**RECORD EXCERPTS**.
----
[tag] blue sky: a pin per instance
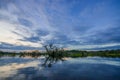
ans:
(72, 24)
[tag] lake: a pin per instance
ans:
(87, 68)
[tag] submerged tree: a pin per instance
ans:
(53, 54)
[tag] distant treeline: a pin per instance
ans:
(68, 53)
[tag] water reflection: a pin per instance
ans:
(90, 68)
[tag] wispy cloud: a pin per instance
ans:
(74, 24)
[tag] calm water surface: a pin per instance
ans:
(89, 68)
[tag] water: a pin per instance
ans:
(89, 68)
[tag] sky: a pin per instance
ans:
(72, 24)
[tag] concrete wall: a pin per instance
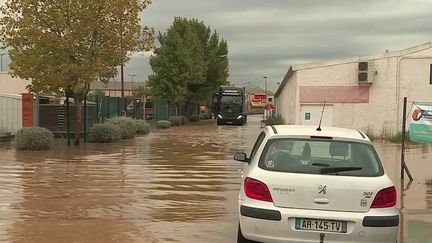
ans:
(10, 112)
(9, 85)
(414, 78)
(286, 102)
(381, 116)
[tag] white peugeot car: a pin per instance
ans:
(303, 184)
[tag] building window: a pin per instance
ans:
(430, 75)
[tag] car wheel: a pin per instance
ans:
(241, 239)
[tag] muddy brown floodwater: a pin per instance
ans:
(178, 185)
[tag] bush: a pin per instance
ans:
(126, 124)
(104, 133)
(205, 116)
(429, 182)
(142, 127)
(163, 124)
(194, 118)
(35, 138)
(5, 135)
(177, 120)
(274, 121)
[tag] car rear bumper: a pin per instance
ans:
(267, 223)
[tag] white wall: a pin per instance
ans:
(9, 85)
(286, 102)
(415, 78)
(377, 116)
(11, 112)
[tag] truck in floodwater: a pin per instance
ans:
(229, 105)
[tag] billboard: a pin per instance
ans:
(420, 128)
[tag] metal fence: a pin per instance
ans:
(10, 112)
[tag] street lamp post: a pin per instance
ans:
(265, 90)
(1, 61)
(132, 76)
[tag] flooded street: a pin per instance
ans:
(178, 185)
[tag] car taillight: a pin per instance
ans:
(257, 190)
(385, 198)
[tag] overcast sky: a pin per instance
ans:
(266, 37)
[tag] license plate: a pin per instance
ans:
(321, 225)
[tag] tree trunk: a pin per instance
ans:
(78, 119)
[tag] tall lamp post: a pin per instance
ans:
(1, 61)
(265, 90)
(132, 76)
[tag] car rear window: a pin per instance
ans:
(330, 157)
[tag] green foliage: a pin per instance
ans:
(163, 124)
(204, 116)
(4, 132)
(429, 182)
(70, 44)
(190, 63)
(194, 118)
(104, 133)
(142, 127)
(126, 125)
(177, 120)
(35, 138)
(274, 121)
(66, 45)
(141, 91)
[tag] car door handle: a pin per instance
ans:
(321, 201)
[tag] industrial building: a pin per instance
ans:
(363, 92)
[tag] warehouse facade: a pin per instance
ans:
(363, 93)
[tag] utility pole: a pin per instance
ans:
(122, 101)
(1, 61)
(132, 76)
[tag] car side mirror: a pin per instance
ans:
(240, 156)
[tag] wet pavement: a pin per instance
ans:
(177, 185)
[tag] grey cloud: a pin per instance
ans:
(265, 37)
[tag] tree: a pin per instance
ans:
(190, 63)
(63, 46)
(141, 91)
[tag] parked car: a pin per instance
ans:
(303, 184)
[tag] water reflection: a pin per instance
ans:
(178, 185)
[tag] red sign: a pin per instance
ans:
(27, 110)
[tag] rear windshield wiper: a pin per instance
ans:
(320, 164)
(338, 169)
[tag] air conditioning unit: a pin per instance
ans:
(365, 73)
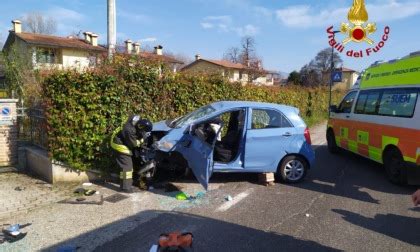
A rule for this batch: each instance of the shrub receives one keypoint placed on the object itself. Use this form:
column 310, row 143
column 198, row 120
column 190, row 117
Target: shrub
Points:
column 84, row 108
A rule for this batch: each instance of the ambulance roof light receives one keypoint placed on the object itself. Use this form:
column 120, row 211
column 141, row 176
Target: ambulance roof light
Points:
column 417, row 53
column 394, row 60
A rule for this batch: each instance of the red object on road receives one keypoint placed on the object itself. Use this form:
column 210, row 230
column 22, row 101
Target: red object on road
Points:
column 175, row 241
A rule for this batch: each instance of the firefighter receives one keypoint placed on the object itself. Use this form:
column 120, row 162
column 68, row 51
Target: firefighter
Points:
column 132, row 135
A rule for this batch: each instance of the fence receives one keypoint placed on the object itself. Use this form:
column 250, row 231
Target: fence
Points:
column 32, row 126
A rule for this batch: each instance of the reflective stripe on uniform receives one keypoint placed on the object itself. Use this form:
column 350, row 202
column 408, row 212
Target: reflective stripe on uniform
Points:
column 126, row 175
column 119, row 147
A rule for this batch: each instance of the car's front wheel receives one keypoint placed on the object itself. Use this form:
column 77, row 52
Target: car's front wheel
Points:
column 292, row 169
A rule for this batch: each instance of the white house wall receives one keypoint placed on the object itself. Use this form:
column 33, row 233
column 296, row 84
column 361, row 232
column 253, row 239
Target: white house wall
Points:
column 75, row 59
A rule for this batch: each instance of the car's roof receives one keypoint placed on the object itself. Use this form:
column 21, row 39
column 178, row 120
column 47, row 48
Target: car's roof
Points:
column 235, row 104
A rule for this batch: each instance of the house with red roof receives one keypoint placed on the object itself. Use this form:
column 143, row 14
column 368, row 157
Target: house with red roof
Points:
column 47, row 51
column 234, row 72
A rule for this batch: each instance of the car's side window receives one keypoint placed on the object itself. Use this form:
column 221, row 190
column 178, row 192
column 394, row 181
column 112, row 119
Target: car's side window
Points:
column 347, row 103
column 267, row 118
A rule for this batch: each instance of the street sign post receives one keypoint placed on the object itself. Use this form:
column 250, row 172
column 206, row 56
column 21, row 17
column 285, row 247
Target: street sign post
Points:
column 337, row 76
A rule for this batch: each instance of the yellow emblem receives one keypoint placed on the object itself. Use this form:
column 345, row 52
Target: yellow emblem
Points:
column 357, row 16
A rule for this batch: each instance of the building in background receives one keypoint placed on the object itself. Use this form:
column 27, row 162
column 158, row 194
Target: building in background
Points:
column 234, row 72
column 46, row 51
column 156, row 56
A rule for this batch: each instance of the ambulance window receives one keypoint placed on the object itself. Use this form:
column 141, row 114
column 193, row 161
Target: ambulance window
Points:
column 372, row 102
column 347, row 103
column 361, row 101
column 398, row 102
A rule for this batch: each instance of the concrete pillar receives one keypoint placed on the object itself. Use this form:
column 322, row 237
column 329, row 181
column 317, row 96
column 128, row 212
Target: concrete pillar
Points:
column 8, row 132
column 112, row 27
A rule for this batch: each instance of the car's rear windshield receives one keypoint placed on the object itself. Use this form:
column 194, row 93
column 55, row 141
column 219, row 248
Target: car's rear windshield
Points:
column 193, row 116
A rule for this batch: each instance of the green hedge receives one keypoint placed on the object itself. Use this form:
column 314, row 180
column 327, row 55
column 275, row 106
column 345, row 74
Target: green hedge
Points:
column 83, row 108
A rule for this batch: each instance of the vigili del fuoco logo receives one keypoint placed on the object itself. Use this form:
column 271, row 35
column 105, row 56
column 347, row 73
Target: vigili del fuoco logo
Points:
column 358, row 30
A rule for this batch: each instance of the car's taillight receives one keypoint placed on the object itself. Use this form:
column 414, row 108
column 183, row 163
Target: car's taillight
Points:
column 307, row 136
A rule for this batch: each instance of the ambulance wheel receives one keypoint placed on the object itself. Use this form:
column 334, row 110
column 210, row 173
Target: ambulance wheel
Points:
column 394, row 166
column 292, row 169
column 332, row 144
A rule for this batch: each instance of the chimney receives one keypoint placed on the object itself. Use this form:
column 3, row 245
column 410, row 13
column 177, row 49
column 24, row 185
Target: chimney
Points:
column 129, row 46
column 136, row 48
column 88, row 37
column 94, row 39
column 158, row 50
column 17, row 26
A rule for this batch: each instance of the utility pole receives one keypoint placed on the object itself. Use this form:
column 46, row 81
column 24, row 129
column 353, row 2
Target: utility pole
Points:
column 331, row 74
column 112, row 27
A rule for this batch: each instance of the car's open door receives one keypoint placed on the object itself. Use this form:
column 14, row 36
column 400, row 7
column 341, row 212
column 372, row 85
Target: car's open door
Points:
column 199, row 155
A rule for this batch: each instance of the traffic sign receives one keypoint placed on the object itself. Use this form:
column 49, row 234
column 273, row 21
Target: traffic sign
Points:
column 337, row 76
column 5, row 111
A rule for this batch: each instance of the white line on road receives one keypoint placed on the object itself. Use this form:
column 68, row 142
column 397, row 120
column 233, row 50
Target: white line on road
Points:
column 234, row 201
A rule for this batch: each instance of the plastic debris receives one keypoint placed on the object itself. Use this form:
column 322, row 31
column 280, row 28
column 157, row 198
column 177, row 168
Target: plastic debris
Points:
column 19, row 188
column 79, row 191
column 181, row 196
column 90, row 192
column 67, row 248
column 200, row 194
column 13, row 233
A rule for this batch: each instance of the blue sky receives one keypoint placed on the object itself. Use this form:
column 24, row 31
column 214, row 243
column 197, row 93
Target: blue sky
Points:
column 288, row 33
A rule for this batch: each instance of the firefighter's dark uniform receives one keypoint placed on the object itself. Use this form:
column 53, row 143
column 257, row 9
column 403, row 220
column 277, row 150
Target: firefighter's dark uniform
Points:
column 123, row 141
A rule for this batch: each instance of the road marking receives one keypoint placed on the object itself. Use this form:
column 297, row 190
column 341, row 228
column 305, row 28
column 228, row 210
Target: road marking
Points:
column 235, row 201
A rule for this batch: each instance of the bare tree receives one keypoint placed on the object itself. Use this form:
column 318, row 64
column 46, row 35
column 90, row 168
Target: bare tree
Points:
column 233, row 54
column 36, row 22
column 248, row 50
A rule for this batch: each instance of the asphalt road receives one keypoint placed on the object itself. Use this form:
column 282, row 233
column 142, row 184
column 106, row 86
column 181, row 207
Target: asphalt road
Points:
column 345, row 203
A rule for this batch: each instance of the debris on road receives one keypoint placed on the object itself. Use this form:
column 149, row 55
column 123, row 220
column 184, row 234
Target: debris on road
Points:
column 20, row 188
column 13, row 233
column 181, row 196
column 89, row 192
column 114, row 198
column 266, row 179
column 175, row 241
column 68, row 248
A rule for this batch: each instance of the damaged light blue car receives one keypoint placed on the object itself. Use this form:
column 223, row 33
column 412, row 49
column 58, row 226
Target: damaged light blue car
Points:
column 236, row 136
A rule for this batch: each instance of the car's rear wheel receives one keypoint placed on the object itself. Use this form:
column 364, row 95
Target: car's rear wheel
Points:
column 292, row 169
column 395, row 166
column 332, row 144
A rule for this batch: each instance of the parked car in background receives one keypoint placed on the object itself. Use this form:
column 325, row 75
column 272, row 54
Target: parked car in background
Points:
column 254, row 137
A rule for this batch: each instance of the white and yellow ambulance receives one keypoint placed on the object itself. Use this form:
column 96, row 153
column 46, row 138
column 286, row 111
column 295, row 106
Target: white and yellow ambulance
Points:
column 380, row 118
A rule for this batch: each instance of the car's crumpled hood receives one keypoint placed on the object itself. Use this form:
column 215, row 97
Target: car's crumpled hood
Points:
column 161, row 126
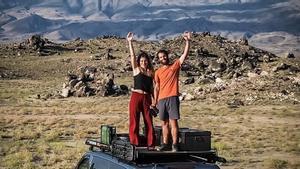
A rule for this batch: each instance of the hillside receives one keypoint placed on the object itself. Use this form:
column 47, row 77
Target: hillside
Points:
column 268, row 24
column 249, row 98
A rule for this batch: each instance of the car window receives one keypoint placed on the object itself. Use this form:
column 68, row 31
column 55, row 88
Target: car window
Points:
column 100, row 163
column 84, row 164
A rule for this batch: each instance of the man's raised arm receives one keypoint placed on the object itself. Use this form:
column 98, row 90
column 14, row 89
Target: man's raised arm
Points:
column 187, row 38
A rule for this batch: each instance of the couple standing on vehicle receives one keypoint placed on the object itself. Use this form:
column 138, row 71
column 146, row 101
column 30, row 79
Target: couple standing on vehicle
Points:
column 162, row 93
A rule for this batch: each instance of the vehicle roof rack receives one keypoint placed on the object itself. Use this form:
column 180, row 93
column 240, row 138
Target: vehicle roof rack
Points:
column 130, row 153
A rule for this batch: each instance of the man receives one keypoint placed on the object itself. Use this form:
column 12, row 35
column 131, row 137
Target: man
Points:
column 166, row 93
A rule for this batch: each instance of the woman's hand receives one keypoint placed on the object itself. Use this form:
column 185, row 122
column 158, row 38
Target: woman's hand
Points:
column 187, row 36
column 129, row 36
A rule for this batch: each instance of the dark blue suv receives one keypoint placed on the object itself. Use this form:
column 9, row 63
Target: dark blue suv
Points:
column 102, row 160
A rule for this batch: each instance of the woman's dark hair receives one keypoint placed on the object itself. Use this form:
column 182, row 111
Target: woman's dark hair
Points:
column 144, row 55
column 162, row 51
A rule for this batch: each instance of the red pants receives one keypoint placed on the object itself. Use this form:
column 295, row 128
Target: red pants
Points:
column 140, row 103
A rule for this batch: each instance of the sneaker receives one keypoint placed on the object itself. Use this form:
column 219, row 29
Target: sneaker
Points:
column 162, row 147
column 174, row 148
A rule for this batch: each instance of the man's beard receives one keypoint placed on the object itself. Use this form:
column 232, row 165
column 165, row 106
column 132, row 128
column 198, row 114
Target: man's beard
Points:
column 165, row 62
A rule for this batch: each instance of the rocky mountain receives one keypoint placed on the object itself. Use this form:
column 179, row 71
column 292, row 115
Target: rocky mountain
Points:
column 271, row 25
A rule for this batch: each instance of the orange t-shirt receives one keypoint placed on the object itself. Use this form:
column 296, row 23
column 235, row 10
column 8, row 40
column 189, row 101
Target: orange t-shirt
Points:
column 167, row 78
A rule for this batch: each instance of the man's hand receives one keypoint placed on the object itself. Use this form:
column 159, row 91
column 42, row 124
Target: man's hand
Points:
column 187, row 36
column 129, row 36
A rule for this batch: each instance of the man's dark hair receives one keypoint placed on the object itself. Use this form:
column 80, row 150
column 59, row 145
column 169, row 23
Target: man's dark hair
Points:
column 162, row 51
column 144, row 55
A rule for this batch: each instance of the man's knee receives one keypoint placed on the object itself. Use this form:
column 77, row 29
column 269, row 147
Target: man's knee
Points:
----
**REQUEST**. Output the lines above, from the line with "[tag] car door handle: a pin per instance" up to and including the line with "column 394, row 60", word for word, leaving out the pictures.

**EXERCISE RESPONSE**.
[tag] car door handle: a pin per instance
ans:
(321, 201)
[tag] industrial building: a pin per instance
ans:
(363, 92)
[tag] warehouse facade: a pin per instance
ans:
(363, 93)
[tag] utility pole: a pin per instance
ans:
(122, 101)
(1, 61)
(132, 76)
[tag] car side mirror: a pin per instance
ans:
(240, 156)
[tag] wet pavement: a pin per instance
ans:
(177, 185)
[tag] grey cloud: a pin per instance
ans:
(265, 37)
[tag] tree: a pin per instance
ans:
(190, 63)
(63, 46)
(141, 91)
[tag] parked car: a pin per instance
ans:
(303, 184)
[tag] water reflection: a pin per instance
ans:
(178, 185)
[tag] red sign: a pin per instance
ans:
(27, 110)
[tag] rear windshield wiper: a pin per instance
ans:
(320, 164)
(338, 169)
[tag] air conditioning unit: a pin per instance
ans:
(365, 73)
A rule for this batch: each instance of the shrub receives one keypoint placed on the object itself. Use this form:
column 310, row 143
column 198, row 120
column 190, row 117
Target: shrub
Points:
column 84, row 108
A rule for this batch: each instance of the ambulance roof light receives one keypoint placed on the object itself. Use this form:
column 120, row 211
column 141, row 176
Target: ambulance roof light
Points:
column 417, row 53
column 394, row 60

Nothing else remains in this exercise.